Task objective: Among the lines below, tally those holding the string "snow" and give the total only.

------ Supplied information ------

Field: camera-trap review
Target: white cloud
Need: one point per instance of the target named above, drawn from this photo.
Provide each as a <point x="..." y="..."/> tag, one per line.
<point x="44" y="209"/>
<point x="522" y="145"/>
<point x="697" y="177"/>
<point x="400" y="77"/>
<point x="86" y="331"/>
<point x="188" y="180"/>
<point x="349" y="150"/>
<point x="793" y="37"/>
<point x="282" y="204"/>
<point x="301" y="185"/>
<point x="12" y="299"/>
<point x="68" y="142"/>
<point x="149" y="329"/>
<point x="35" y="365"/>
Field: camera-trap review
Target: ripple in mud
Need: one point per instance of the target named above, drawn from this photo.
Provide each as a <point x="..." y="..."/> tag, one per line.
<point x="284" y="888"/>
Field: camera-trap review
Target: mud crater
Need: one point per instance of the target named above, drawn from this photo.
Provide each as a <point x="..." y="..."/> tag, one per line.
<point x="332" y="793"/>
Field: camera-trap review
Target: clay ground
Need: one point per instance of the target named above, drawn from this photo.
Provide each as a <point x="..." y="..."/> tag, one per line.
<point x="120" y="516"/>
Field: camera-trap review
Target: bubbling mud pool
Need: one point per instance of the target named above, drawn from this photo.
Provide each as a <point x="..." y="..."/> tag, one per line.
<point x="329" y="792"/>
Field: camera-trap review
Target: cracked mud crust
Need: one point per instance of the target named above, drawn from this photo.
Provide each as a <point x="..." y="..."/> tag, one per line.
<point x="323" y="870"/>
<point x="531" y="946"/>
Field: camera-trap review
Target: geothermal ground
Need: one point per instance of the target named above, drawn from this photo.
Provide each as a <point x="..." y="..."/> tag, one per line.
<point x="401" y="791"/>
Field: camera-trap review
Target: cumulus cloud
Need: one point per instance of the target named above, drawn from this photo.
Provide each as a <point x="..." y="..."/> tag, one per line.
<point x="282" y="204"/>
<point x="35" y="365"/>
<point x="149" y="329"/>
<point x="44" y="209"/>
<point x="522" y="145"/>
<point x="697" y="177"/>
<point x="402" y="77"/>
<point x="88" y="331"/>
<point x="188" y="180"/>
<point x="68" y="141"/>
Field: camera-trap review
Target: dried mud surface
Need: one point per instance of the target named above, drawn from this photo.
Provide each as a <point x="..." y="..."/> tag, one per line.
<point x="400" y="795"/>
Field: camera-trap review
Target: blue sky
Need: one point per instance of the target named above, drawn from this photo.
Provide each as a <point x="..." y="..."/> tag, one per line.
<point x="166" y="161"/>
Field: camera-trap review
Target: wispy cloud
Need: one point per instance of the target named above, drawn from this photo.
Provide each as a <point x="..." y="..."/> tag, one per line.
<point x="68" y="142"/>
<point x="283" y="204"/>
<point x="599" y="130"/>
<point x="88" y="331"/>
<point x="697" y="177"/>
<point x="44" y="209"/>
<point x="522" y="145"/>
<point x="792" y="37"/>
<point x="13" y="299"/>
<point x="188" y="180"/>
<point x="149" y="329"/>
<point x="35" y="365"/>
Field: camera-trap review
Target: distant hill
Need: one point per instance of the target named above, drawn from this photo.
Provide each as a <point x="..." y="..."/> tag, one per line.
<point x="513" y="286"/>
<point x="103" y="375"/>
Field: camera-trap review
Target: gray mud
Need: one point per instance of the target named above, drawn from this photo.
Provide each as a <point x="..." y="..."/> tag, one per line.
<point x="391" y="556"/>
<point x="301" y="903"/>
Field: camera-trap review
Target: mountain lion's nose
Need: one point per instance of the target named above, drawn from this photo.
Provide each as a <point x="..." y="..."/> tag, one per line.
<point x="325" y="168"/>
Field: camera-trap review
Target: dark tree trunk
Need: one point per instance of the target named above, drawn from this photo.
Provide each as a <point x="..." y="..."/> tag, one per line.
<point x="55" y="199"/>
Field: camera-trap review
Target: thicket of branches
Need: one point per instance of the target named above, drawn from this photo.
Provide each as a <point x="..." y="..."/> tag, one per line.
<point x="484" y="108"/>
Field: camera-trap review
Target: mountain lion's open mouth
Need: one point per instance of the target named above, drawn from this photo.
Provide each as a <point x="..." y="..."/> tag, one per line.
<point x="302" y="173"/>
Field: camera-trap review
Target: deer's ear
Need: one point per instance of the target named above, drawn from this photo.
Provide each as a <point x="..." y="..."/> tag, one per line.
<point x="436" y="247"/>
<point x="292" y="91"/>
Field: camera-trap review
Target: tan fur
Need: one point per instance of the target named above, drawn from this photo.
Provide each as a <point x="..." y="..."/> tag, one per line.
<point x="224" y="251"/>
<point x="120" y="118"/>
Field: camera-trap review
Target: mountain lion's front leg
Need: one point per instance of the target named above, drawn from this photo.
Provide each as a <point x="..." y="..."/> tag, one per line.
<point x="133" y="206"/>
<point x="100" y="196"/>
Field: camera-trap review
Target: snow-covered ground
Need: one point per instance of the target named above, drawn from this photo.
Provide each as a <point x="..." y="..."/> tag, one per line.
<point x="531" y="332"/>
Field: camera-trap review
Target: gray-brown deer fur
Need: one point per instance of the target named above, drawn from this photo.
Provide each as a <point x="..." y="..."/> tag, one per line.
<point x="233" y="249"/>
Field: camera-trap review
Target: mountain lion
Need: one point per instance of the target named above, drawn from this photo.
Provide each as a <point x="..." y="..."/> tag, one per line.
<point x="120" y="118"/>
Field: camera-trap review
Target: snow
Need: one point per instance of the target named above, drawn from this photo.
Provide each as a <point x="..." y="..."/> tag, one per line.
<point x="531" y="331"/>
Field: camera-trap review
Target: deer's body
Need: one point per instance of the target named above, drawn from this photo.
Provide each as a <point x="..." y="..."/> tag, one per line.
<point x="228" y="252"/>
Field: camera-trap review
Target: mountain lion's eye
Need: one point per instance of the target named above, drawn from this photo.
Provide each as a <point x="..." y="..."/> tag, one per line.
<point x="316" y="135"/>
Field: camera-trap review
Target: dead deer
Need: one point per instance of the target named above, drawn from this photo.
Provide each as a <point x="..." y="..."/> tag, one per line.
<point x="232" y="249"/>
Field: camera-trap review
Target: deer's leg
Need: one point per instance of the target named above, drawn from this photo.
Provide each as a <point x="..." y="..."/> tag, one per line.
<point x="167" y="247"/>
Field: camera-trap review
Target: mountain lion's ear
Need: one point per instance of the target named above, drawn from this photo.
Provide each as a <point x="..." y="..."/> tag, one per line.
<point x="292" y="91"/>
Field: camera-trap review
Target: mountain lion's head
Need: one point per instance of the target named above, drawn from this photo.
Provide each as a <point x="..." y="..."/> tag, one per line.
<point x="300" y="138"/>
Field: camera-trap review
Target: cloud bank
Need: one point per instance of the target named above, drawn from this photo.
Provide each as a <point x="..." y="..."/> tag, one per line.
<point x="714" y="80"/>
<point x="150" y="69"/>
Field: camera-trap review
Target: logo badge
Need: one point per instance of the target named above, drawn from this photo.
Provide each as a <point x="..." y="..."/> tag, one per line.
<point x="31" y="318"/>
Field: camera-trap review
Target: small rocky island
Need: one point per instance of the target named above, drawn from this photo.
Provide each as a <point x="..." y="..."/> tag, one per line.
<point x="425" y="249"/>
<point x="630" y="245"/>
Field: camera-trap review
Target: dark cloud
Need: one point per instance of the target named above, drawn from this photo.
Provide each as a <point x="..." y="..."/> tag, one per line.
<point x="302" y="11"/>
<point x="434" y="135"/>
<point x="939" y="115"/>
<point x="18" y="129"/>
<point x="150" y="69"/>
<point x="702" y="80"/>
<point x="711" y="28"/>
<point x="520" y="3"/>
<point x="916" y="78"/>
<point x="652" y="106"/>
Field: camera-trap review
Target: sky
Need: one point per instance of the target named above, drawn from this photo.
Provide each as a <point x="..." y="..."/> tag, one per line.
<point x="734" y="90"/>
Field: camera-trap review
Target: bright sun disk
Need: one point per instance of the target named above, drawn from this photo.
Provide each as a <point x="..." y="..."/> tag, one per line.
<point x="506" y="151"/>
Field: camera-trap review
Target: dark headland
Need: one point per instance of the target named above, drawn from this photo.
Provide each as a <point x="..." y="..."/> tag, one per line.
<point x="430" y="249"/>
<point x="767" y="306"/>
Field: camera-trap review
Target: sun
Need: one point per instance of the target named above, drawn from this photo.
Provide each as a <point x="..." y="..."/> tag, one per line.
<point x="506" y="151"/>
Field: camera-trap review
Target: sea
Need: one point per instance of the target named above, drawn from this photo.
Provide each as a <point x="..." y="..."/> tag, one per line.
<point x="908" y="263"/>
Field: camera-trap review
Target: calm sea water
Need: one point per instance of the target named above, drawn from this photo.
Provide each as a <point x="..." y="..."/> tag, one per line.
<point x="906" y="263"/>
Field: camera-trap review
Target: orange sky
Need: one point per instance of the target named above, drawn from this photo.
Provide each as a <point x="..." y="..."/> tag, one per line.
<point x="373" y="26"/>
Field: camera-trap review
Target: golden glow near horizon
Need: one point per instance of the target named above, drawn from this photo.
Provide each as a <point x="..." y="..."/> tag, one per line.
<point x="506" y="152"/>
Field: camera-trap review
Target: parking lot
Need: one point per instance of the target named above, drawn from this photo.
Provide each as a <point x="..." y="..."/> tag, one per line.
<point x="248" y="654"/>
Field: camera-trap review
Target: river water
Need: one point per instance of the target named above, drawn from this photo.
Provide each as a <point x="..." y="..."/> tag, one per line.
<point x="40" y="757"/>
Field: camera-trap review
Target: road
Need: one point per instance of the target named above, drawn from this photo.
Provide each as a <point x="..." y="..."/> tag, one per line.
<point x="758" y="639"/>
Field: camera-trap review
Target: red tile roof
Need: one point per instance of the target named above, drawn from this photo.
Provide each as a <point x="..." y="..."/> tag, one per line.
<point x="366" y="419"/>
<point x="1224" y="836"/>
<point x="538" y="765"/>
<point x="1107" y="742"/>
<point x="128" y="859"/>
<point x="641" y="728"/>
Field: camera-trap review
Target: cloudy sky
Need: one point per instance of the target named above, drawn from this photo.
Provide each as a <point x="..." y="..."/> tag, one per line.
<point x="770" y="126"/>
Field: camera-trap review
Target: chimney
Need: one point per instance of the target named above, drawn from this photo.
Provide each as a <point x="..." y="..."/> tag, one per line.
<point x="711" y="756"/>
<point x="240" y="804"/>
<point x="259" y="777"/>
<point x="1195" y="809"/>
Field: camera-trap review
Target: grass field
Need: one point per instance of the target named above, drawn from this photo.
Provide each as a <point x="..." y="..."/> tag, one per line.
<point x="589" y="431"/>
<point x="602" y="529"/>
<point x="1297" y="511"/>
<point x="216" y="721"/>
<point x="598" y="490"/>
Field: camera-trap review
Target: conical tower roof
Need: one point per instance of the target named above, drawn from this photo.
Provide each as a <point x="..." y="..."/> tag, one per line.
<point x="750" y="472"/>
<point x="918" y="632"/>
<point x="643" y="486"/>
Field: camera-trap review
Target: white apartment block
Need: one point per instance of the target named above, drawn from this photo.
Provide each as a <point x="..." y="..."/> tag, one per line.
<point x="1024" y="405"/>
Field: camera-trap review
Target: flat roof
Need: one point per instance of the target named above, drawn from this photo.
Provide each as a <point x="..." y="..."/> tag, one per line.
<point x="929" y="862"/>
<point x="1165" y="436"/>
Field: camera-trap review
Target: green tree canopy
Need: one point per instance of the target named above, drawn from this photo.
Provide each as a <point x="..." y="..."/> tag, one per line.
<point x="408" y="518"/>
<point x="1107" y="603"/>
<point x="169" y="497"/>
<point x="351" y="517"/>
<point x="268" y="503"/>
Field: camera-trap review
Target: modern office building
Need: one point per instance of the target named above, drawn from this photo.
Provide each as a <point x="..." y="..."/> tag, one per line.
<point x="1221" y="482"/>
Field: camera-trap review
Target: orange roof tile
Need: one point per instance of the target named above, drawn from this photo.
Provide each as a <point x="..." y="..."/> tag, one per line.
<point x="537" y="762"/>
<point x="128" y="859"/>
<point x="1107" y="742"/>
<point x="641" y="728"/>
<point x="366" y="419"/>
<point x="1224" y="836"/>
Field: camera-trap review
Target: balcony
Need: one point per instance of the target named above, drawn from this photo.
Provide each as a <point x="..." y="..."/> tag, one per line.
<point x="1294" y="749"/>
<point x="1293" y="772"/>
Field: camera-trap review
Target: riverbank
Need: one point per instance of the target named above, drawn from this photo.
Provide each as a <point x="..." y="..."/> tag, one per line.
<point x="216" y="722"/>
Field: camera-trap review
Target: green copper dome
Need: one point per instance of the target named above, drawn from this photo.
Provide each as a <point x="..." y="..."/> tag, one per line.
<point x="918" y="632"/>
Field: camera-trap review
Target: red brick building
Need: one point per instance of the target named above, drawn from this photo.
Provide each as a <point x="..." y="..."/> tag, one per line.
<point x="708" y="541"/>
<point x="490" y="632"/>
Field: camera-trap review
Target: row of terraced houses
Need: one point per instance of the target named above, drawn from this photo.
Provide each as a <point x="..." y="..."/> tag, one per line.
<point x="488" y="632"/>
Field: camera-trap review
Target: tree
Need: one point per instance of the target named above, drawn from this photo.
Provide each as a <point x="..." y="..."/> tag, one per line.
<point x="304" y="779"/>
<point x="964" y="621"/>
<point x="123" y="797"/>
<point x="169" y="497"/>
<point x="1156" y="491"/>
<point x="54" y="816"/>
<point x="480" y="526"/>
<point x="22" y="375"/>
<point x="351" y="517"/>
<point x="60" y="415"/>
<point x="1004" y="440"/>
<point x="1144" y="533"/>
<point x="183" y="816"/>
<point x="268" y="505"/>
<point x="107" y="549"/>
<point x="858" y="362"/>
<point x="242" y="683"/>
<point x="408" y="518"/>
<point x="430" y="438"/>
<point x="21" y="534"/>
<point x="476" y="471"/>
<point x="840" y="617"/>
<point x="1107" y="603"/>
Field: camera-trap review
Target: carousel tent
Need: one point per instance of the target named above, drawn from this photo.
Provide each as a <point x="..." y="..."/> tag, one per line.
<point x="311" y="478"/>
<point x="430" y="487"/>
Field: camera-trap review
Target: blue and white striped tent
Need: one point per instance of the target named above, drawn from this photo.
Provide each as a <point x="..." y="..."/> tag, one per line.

------

Your response: 2